__EXERCISE OBJECTIVE__: Copy out the stretch of the records from the line containing "Please trace the outline of every instance of the t-shirt" through the end of the records, leaving the pictures out.

__PROVIDED ENTRIES__:
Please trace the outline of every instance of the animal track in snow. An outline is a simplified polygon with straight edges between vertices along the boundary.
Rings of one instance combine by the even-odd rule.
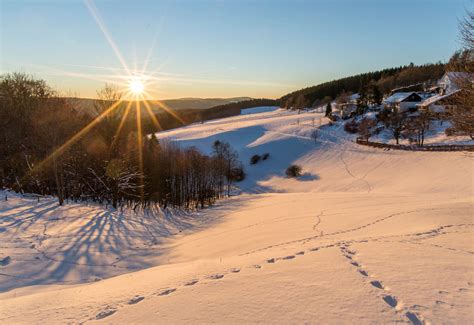
[[[370,281],[370,284],[373,285],[374,287],[378,288],[378,289],[383,289],[384,288],[382,282],[377,281],[377,280]]]
[[[292,260],[294,258],[295,258],[295,255],[288,255],[288,256],[282,257],[281,259],[282,260]]]
[[[143,299],[145,299],[145,297],[143,296],[137,296],[137,297],[133,297],[132,299],[130,299],[130,301],[128,302],[129,305],[135,305],[135,304],[138,304],[140,301],[142,301]]]
[[[186,282],[184,285],[185,285],[186,287],[189,287],[189,286],[195,285],[195,284],[198,283],[198,282],[199,282],[198,280],[192,279],[191,281]]]
[[[103,319],[105,317],[109,317],[110,315],[114,314],[116,311],[117,311],[116,309],[103,310],[95,316],[95,319]]]
[[[398,305],[397,299],[393,296],[390,296],[390,295],[385,296],[383,297],[383,300],[392,308],[396,308]]]
[[[423,325],[424,322],[421,321],[418,316],[415,313],[412,313],[411,311],[407,311],[405,313],[405,316],[407,316],[408,320],[413,324],[413,325]]]
[[[175,292],[175,291],[176,291],[176,288],[165,289],[165,290],[163,290],[163,291],[160,291],[160,292],[158,293],[158,296],[167,296],[167,295],[169,295],[170,293],[173,293],[173,292]]]
[[[369,276],[369,274],[364,270],[359,270],[359,273],[362,274],[363,276]]]

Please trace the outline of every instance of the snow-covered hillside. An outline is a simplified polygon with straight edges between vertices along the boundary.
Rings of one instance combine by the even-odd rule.
[[[239,152],[240,194],[209,209],[8,194],[0,323],[472,322],[472,154],[359,146],[320,113],[246,113],[157,134]]]

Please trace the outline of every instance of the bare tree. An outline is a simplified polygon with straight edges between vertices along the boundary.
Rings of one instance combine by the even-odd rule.
[[[451,58],[448,70],[459,89],[452,95],[449,115],[457,133],[474,139],[474,12],[467,11],[459,24],[463,49]]]

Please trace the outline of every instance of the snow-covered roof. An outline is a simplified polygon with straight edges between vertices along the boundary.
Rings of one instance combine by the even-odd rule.
[[[349,96],[349,100],[358,100],[360,98],[359,93],[355,93]]]
[[[458,89],[457,84],[461,80],[470,80],[471,82],[474,82],[474,74],[469,72],[449,71],[441,77],[438,81],[438,85],[448,91],[454,91]]]
[[[445,94],[445,95],[432,96],[432,97],[430,97],[430,98],[424,100],[423,102],[421,102],[421,103],[420,103],[420,106],[422,106],[422,107],[429,106],[429,105],[434,104],[434,103],[436,103],[437,101],[439,101],[439,100],[441,100],[441,99],[443,99],[443,98],[452,96],[453,94],[455,94],[455,93],[457,93],[457,92],[459,92],[459,91],[461,91],[461,90],[458,89],[458,90],[455,90],[455,91],[450,92],[450,93]]]
[[[400,103],[412,94],[416,93],[414,91],[395,93],[392,96],[386,98],[384,103]]]

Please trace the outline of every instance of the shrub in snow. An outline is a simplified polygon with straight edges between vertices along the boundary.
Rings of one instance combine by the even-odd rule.
[[[234,167],[231,170],[230,178],[234,182],[241,182],[245,179],[245,171],[242,166]]]
[[[346,122],[344,124],[344,131],[352,134],[357,133],[357,131],[359,131],[359,124],[357,124],[355,120]]]
[[[311,132],[311,139],[313,139],[314,142],[316,142],[316,140],[318,139],[319,137],[319,132],[318,130],[314,130],[313,132]]]
[[[261,159],[260,155],[253,155],[250,158],[250,165],[255,165],[256,163],[260,161],[260,159]]]
[[[444,130],[444,133],[446,134],[446,136],[452,137],[453,135],[456,135],[456,129],[455,128],[447,128],[446,130]]]
[[[288,177],[298,177],[301,176],[301,166],[298,165],[291,165],[286,169],[286,176]]]
[[[363,118],[357,128],[360,137],[364,140],[369,140],[370,136],[372,135],[372,130],[376,125],[377,122],[375,120],[370,118]]]

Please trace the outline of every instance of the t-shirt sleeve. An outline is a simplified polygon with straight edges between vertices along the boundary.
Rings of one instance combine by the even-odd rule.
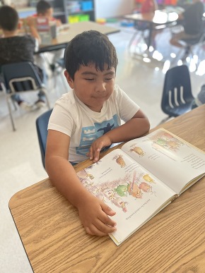
[[[135,115],[140,107],[117,85],[116,96],[119,117],[127,122]]]
[[[57,131],[71,137],[74,123],[69,109],[66,102],[61,99],[57,101],[49,118],[47,128]]]

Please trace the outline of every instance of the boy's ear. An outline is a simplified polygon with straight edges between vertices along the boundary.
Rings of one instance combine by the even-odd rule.
[[[70,75],[69,74],[68,71],[66,70],[64,71],[64,75],[66,78],[66,80],[70,86],[70,87],[71,89],[74,89],[74,80],[73,79],[71,78],[71,77],[70,76]]]

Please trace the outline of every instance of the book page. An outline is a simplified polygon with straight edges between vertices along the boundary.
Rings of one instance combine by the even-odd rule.
[[[177,194],[205,174],[205,153],[164,129],[129,141],[122,150]]]
[[[117,231],[110,237],[117,245],[168,205],[175,195],[120,149],[77,175],[85,188],[116,212],[112,219],[117,222]]]

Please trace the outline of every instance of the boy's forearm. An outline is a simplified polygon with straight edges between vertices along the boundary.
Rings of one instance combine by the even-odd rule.
[[[65,159],[55,157],[46,160],[46,169],[57,189],[76,207],[90,196],[72,165]]]
[[[139,138],[147,133],[149,128],[150,123],[147,118],[134,118],[107,132],[106,135],[112,143],[117,143]]]

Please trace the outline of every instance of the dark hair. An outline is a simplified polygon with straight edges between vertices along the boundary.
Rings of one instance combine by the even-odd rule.
[[[45,14],[48,9],[51,8],[51,7],[49,2],[45,0],[40,0],[37,3],[36,11],[37,14]]]
[[[16,9],[10,6],[0,8],[0,26],[3,30],[13,31],[18,28],[18,15]]]
[[[80,66],[95,64],[96,70],[104,69],[105,63],[107,69],[117,68],[118,60],[114,45],[107,36],[96,30],[84,31],[78,34],[68,44],[65,53],[66,69],[71,78]]]

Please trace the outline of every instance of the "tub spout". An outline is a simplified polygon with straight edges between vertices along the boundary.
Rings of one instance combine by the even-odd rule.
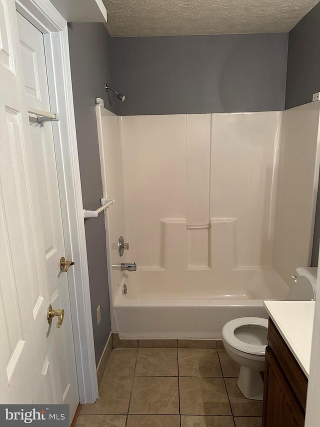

__TASK ANSWER__:
Please trace the outline of every instance of the t-shirt sleeve. An outline is a simplified polygon with straight edges between vertices along the boundary.
Rings of one instance combine by the even-odd rule.
[[[135,115],[140,107],[117,85],[116,96],[119,117],[127,122]]]
[[[57,131],[71,137],[74,123],[69,109],[66,102],[61,99],[57,101],[49,118],[47,128]]]

Please trace the outline of every instance of the boy's ear. An outline is a simplified polygon with straight edges between vertices along the boundary.
Rings of one instance combine by the even-odd rule.
[[[70,75],[69,74],[68,71],[66,70],[64,71],[64,75],[66,78],[66,80],[70,86],[70,87],[71,89],[74,89],[74,80],[73,79],[71,78],[71,77],[70,76]]]

Please trace the outline of every instance of the book page. An outline is a simplified polygon with straight edges between vertices along the boundary.
Rings of one instance combine by the even-odd rule.
[[[177,194],[205,174],[205,153],[164,129],[129,141],[122,150]]]
[[[117,231],[110,237],[117,245],[168,205],[175,195],[120,149],[77,175],[85,188],[116,212],[112,219],[117,222]]]

Please trace the outline of every instance of the boy's forearm. An outline is a simplified polygon with straight edges between vertices along the boundary.
Rings of one instance combine by the even-odd rule.
[[[65,159],[55,157],[46,160],[46,169],[57,189],[76,207],[90,196],[72,165]]]
[[[139,138],[147,133],[149,128],[150,123],[147,118],[134,118],[107,132],[106,135],[112,143],[117,143]]]

Please trace the outline of every instance of the dark hair. An outline is a simplified polygon with straight edges between vertices along the boundary.
Rings of one instance combine by the even-odd rule.
[[[45,14],[48,9],[51,8],[51,7],[49,2],[45,0],[40,0],[37,3],[36,11],[37,14]]]
[[[16,9],[10,6],[0,8],[0,26],[3,30],[13,31],[18,28],[18,15]]]
[[[80,66],[95,64],[96,70],[104,69],[105,63],[107,69],[117,68],[118,60],[114,45],[107,36],[96,30],[84,31],[78,34],[68,44],[65,53],[66,69],[71,78]]]

Please trace the outline of every instance of the "tub spout". An outline is a simplified polygon with straight edges between vertices along the boundary.
Rings of one instance combine by the even-odd rule.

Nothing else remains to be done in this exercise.